__Work to be completed__: Collect and copy out every line below that contains the word "tile", matching its case exactly.

--- start Data ---

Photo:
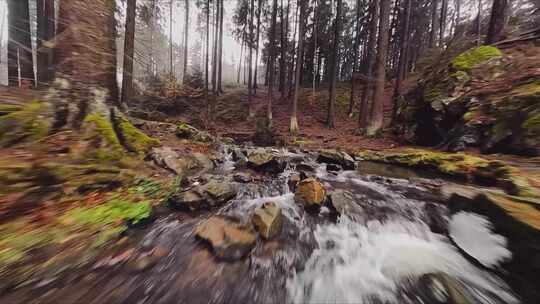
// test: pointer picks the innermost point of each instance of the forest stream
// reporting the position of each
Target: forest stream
(393, 243)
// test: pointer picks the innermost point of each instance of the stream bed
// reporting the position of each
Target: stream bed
(397, 244)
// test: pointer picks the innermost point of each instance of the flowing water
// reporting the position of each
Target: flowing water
(387, 253)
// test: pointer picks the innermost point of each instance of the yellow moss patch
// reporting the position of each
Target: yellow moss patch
(459, 165)
(472, 57)
(135, 139)
(29, 121)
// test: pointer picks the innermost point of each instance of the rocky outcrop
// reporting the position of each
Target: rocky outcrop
(345, 204)
(337, 158)
(167, 158)
(462, 166)
(229, 241)
(484, 99)
(264, 161)
(310, 193)
(212, 194)
(267, 220)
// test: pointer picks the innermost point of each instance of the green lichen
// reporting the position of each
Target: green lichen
(135, 140)
(29, 122)
(532, 121)
(459, 165)
(467, 60)
(115, 211)
(109, 148)
(468, 116)
(432, 94)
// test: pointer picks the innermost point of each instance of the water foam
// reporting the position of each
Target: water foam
(356, 263)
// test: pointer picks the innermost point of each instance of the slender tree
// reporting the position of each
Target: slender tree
(129, 42)
(497, 21)
(434, 23)
(206, 62)
(377, 114)
(272, 59)
(45, 33)
(19, 44)
(355, 55)
(294, 128)
(442, 27)
(334, 63)
(259, 7)
(220, 48)
(250, 78)
(372, 42)
(85, 57)
(215, 48)
(186, 41)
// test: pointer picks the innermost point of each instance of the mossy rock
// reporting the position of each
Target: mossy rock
(30, 122)
(467, 60)
(100, 141)
(134, 139)
(459, 165)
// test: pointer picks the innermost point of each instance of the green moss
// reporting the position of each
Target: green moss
(136, 140)
(467, 60)
(468, 116)
(115, 211)
(20, 236)
(460, 165)
(532, 122)
(103, 132)
(29, 122)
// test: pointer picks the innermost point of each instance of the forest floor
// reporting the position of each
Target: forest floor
(231, 119)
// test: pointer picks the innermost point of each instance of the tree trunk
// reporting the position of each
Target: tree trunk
(240, 60)
(497, 21)
(365, 108)
(377, 115)
(129, 40)
(215, 48)
(259, 7)
(355, 56)
(186, 41)
(85, 57)
(291, 70)
(45, 32)
(171, 71)
(403, 50)
(220, 50)
(19, 44)
(434, 23)
(272, 71)
(251, 110)
(206, 63)
(334, 68)
(283, 45)
(442, 29)
(294, 128)
(479, 23)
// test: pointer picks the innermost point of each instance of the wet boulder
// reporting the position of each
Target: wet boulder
(219, 192)
(441, 288)
(267, 220)
(229, 241)
(242, 177)
(333, 168)
(189, 200)
(264, 161)
(344, 203)
(169, 159)
(212, 194)
(310, 193)
(337, 158)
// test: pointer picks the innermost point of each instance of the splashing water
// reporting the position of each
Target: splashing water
(356, 263)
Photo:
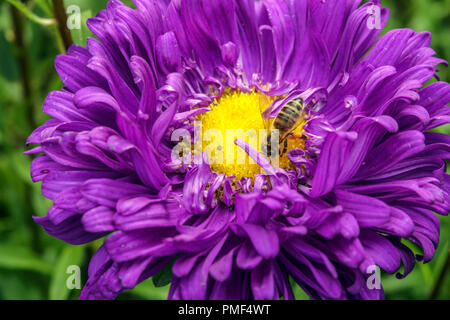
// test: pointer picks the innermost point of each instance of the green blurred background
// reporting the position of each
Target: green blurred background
(32, 264)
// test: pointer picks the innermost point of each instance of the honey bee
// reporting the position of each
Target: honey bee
(288, 119)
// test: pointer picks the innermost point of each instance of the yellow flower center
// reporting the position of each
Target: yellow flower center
(238, 115)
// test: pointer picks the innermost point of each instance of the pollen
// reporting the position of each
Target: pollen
(236, 115)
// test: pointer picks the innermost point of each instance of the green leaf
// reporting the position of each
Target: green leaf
(30, 15)
(163, 278)
(19, 258)
(70, 256)
(147, 290)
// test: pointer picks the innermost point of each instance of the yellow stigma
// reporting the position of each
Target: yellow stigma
(235, 115)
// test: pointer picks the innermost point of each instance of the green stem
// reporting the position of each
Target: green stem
(61, 18)
(30, 15)
(440, 280)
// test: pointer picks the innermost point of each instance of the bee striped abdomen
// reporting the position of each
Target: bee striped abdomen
(289, 115)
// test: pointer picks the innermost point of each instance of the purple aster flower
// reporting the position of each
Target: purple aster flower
(362, 172)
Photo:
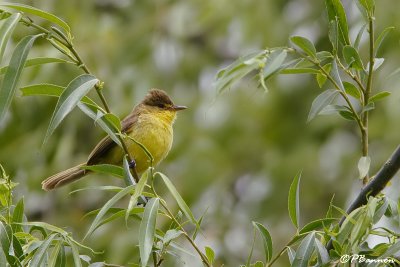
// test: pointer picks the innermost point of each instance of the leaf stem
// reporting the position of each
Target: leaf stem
(367, 93)
(185, 234)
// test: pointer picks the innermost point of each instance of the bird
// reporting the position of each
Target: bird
(149, 123)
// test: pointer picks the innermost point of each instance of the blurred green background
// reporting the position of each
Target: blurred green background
(234, 155)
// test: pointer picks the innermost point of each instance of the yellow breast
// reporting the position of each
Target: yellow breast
(152, 130)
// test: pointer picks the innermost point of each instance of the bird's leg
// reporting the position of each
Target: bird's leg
(132, 164)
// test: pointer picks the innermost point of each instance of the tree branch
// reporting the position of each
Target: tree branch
(376, 185)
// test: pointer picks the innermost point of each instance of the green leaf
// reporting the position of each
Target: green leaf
(363, 166)
(40, 255)
(320, 102)
(55, 255)
(352, 90)
(181, 203)
(348, 115)
(147, 230)
(323, 255)
(91, 112)
(336, 76)
(238, 69)
(18, 215)
(171, 235)
(304, 44)
(106, 207)
(333, 34)
(300, 71)
(304, 252)
(368, 6)
(14, 71)
(336, 12)
(75, 253)
(293, 200)
(381, 37)
(267, 240)
(138, 192)
(210, 254)
(69, 98)
(274, 63)
(6, 31)
(40, 13)
(379, 96)
(359, 36)
(109, 169)
(321, 77)
(352, 58)
(317, 224)
(32, 62)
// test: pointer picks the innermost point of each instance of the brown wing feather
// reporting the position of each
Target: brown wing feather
(102, 148)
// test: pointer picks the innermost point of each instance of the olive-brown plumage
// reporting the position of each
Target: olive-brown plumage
(149, 123)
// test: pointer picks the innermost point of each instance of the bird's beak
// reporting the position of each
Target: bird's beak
(177, 108)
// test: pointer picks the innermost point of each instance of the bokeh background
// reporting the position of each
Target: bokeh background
(235, 154)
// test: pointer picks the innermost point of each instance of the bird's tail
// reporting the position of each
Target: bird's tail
(64, 177)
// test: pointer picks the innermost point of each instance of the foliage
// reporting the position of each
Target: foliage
(345, 76)
(352, 80)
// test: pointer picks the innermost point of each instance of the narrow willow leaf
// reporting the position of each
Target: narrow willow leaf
(75, 253)
(336, 76)
(181, 203)
(39, 256)
(380, 38)
(300, 71)
(317, 224)
(267, 240)
(237, 70)
(91, 112)
(304, 44)
(40, 13)
(352, 58)
(171, 235)
(274, 63)
(32, 62)
(378, 62)
(304, 252)
(6, 31)
(379, 96)
(18, 215)
(14, 71)
(69, 98)
(368, 5)
(333, 34)
(109, 169)
(54, 255)
(48, 89)
(332, 109)
(127, 190)
(293, 201)
(320, 102)
(321, 77)
(363, 166)
(210, 254)
(359, 36)
(138, 193)
(147, 230)
(352, 90)
(323, 255)
(336, 11)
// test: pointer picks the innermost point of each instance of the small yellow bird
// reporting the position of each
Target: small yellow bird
(149, 123)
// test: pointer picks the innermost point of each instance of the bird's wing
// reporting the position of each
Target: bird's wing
(106, 144)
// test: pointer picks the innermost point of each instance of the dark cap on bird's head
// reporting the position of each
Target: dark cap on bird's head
(159, 98)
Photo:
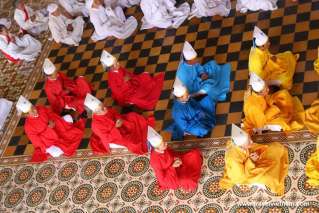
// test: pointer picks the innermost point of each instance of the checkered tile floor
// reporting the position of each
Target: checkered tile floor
(292, 27)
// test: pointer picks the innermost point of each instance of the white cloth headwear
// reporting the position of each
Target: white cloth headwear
(178, 88)
(239, 136)
(52, 8)
(107, 59)
(92, 102)
(23, 105)
(153, 137)
(5, 22)
(256, 82)
(68, 118)
(188, 51)
(48, 67)
(260, 37)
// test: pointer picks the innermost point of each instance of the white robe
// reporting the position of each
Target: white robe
(39, 25)
(74, 7)
(25, 48)
(204, 8)
(58, 27)
(5, 108)
(108, 22)
(163, 13)
(244, 5)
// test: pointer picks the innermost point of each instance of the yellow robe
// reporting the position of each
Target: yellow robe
(312, 117)
(282, 69)
(312, 168)
(279, 108)
(270, 169)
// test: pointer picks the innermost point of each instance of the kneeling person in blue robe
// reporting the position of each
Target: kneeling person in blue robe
(211, 79)
(194, 116)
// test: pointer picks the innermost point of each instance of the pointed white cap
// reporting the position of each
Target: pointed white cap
(153, 137)
(188, 51)
(68, 118)
(178, 88)
(107, 59)
(52, 8)
(92, 102)
(23, 104)
(48, 67)
(5, 22)
(256, 82)
(239, 136)
(260, 36)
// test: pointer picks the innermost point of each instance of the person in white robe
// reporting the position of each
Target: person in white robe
(205, 8)
(163, 13)
(109, 22)
(15, 48)
(30, 21)
(5, 108)
(64, 30)
(254, 5)
(75, 7)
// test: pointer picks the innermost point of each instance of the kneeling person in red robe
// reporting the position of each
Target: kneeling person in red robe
(111, 129)
(174, 170)
(48, 132)
(141, 90)
(62, 92)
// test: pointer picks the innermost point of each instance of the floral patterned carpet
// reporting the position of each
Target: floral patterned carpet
(127, 184)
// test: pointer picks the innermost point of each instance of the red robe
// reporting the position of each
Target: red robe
(64, 91)
(185, 176)
(66, 136)
(141, 90)
(132, 134)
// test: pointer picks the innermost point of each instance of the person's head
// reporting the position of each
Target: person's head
(49, 69)
(189, 53)
(156, 140)
(53, 9)
(240, 138)
(261, 40)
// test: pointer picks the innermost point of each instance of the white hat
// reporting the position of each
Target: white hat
(239, 136)
(188, 51)
(68, 118)
(92, 102)
(52, 8)
(23, 104)
(5, 22)
(153, 137)
(178, 88)
(260, 36)
(256, 82)
(48, 67)
(107, 59)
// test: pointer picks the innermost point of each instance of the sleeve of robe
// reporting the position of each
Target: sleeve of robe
(164, 171)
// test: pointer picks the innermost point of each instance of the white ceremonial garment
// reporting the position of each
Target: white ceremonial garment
(58, 27)
(5, 108)
(39, 25)
(23, 48)
(244, 5)
(108, 22)
(163, 13)
(74, 7)
(205, 8)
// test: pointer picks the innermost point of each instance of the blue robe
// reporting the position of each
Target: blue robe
(216, 86)
(193, 117)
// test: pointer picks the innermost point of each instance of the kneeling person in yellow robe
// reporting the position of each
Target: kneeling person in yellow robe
(312, 168)
(252, 164)
(274, 112)
(276, 69)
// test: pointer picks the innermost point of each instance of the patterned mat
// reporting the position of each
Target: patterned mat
(292, 27)
(127, 184)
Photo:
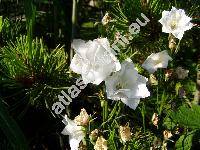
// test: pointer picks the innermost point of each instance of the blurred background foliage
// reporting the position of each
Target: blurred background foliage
(35, 51)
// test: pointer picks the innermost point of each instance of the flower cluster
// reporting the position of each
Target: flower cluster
(96, 63)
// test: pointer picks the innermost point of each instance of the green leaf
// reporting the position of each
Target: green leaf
(11, 130)
(187, 116)
(1, 23)
(184, 142)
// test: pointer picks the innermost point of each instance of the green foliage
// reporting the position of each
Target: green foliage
(187, 116)
(1, 23)
(37, 73)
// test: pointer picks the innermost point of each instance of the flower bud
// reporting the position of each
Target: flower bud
(106, 19)
(155, 119)
(181, 73)
(101, 144)
(94, 135)
(167, 134)
(82, 119)
(125, 133)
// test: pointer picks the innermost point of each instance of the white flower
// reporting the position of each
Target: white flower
(127, 85)
(175, 22)
(156, 60)
(181, 73)
(75, 133)
(94, 60)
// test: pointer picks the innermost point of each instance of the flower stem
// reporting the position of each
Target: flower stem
(177, 47)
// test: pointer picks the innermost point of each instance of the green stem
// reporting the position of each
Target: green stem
(177, 47)
(143, 117)
(74, 10)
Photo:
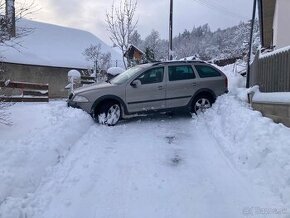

--- end Data ---

__Problem solution__:
// test: pointer picks the innermost point of each instance of the checkered tile floor
Target: checkered tile floor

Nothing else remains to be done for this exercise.